[RAW RECORDS]:
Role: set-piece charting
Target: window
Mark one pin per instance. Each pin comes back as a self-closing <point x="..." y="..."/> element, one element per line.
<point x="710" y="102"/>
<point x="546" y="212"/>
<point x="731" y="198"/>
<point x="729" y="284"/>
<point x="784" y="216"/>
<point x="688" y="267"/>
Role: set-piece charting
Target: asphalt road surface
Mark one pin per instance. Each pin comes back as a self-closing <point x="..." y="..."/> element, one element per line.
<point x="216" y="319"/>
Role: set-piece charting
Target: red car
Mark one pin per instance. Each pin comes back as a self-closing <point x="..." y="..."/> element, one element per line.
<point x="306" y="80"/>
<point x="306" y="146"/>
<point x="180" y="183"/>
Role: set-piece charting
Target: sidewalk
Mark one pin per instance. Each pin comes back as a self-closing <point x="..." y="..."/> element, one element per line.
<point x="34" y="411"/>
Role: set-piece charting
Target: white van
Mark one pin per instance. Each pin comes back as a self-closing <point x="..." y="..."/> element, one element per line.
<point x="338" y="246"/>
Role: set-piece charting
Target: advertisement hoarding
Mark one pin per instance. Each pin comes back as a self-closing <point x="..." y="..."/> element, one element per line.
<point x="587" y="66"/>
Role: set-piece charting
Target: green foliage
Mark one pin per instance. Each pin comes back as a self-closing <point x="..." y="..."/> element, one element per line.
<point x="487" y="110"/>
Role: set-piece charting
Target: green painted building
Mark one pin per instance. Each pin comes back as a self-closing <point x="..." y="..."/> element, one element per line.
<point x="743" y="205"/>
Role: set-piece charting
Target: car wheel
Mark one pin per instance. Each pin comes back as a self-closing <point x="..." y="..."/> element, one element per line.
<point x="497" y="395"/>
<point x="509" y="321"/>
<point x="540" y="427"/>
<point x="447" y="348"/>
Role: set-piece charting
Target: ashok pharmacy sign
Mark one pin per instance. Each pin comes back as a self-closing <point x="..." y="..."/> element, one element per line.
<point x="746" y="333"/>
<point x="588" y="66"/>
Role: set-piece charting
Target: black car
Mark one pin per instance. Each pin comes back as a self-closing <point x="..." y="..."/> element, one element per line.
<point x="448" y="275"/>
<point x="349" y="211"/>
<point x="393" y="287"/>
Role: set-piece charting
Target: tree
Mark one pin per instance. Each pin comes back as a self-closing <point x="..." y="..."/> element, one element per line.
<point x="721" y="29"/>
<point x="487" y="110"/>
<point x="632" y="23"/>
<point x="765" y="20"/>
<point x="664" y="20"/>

[EXERCISE DESCRIPTION]: Pick out and copy every line of the records that contains the string "green". Case counts when matching.

[WORKED ANSWER]:
Target: green foliage
Target: green painted building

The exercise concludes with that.